### [What needs to be done]
Leaving out the pictures, output the lines from the one that contains "Expected behaviour: a marker sits on the smartphone, one" through the end of the material, exactly as they stand.

(Records from a dataset)
--- start ---
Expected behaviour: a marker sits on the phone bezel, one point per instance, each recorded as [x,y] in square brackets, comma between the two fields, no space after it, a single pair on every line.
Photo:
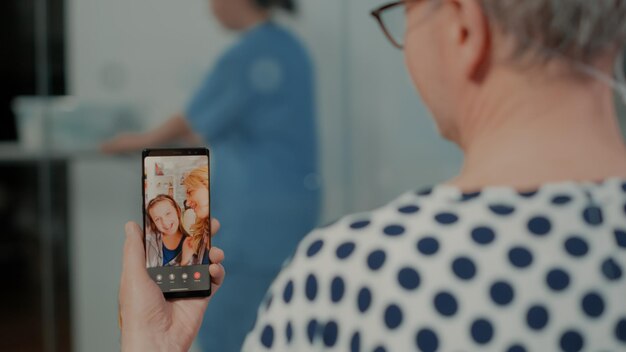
[152,152]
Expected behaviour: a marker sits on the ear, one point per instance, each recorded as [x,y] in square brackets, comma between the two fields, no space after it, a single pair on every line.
[470,36]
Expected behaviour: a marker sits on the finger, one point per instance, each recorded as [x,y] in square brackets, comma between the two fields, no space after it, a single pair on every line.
[217,274]
[215,226]
[134,264]
[216,255]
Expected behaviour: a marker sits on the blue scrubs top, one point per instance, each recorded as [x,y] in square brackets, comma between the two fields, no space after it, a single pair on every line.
[256,112]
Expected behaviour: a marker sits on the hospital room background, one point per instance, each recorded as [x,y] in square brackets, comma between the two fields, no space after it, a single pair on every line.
[127,65]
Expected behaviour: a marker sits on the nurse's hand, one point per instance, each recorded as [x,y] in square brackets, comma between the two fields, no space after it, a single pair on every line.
[149,322]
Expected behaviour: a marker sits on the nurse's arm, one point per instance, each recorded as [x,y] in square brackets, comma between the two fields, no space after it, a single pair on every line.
[173,129]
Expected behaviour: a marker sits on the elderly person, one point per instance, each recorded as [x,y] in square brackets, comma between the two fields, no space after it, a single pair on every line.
[526,249]
[256,109]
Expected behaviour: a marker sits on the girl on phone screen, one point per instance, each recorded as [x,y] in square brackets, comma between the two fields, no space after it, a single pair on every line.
[164,243]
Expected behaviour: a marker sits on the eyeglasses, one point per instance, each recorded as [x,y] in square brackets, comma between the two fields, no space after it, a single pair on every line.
[392,20]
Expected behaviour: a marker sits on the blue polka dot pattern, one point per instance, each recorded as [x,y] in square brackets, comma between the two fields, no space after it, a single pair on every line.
[470,196]
[482,331]
[376,259]
[361,224]
[446,304]
[593,216]
[409,209]
[537,317]
[344,250]
[428,246]
[393,316]
[593,305]
[364,299]
[572,341]
[528,194]
[516,348]
[446,218]
[620,330]
[409,278]
[425,192]
[289,332]
[611,270]
[427,340]
[520,257]
[330,334]
[268,302]
[539,226]
[464,268]
[314,248]
[337,288]
[288,292]
[267,337]
[620,238]
[539,265]
[557,279]
[576,246]
[394,230]
[561,200]
[501,209]
[501,293]
[311,287]
[483,235]
[311,330]
[355,342]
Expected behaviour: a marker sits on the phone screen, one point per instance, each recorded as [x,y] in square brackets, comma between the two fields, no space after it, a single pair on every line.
[177,226]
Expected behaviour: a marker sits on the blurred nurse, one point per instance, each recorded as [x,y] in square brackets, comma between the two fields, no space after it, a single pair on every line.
[256,111]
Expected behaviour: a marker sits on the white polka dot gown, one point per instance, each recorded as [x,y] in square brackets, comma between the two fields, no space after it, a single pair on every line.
[440,270]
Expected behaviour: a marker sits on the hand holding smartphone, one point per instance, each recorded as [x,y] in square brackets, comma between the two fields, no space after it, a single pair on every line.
[177,226]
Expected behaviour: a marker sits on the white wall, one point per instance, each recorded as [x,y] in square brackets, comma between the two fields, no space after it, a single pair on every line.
[394,144]
[376,139]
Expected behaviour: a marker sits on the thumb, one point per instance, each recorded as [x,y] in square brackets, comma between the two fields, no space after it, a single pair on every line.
[134,264]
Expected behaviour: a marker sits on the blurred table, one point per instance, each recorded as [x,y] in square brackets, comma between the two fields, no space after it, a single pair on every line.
[101,193]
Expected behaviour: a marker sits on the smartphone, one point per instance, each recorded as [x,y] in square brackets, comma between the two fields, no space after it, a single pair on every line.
[177,228]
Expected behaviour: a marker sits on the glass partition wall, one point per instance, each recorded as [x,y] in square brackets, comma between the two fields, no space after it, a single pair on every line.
[34,301]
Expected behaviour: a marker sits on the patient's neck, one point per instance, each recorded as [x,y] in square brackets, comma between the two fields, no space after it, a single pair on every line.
[524,130]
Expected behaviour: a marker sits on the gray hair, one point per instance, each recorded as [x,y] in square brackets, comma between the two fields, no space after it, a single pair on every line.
[579,30]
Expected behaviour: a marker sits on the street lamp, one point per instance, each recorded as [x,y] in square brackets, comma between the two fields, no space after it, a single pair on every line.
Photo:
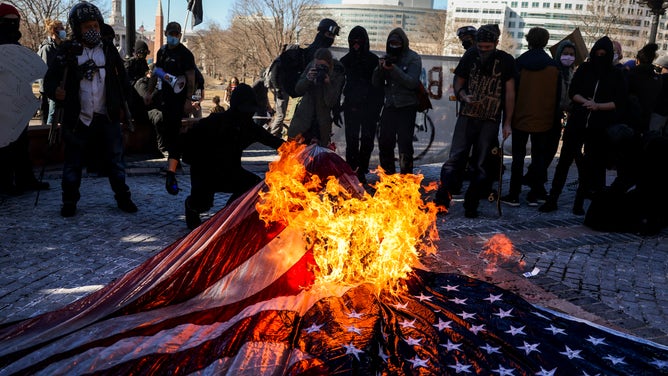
[658,8]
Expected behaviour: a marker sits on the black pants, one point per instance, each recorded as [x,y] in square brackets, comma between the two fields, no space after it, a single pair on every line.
[360,131]
[397,126]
--- end ---
### [The answer]
Expected behaviour: a marker sits on the smartphone, one point per instance, each recorded as [x,y] in square brackets, comma between the two fields, no space after it, a single pair on every line.
[177,228]
Expected behaviour: a marker sits on the glass partition wall, one point per instance, each recorded as [x,y] in square brackets, comma between the two fields, no space after it, a single pair on every line.
[34,301]
Expected behaviour: a marker sits on the patient's neck, one point per instance, each recorded as [x,y] in square brackets, comma between the two fields, no space after it, a single pair on every line.
[524,130]
Expected behaviour: a marker sits on the gray hair, one point per instance, each recorded as [x,y] in square brackets, comma between the two fields, no space after it, a single pair on every line.
[579,30]
Expected behaviour: a marker sits on the street lamp, one point per instance, each recorded as [x,y] in square brackets, comma between the two fields, no space after it, a single pair on every line.
Photo:
[658,8]
Expected behaviour: a marker sits on the black pants, one point per instance, each recorded as [x,y] in square brackets, comma between the two fields, no space after it, a single pair on every line.
[360,131]
[397,126]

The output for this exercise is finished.